__Data for processing__.
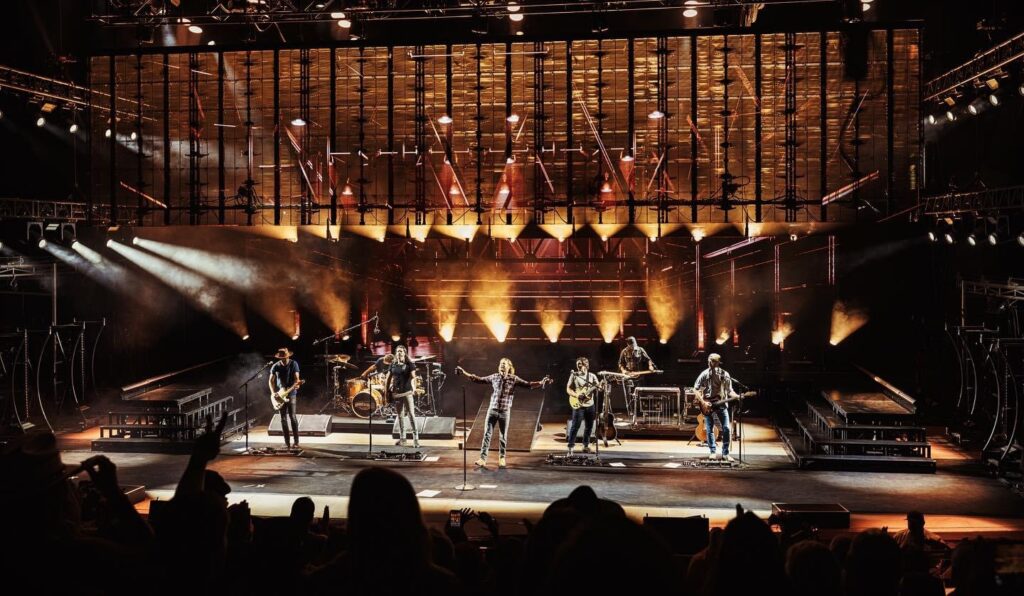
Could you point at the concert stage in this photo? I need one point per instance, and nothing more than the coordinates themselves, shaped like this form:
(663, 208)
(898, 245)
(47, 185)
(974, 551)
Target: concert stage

__Your instructions__. Reproduce the material above in full, images excluded.

__Result__.
Could you point at the concert stage in this photo? I need one point per instance, and nothing more than the coordinates themselves, shaped like this form:
(663, 208)
(898, 245)
(47, 185)
(974, 551)
Target: concert stage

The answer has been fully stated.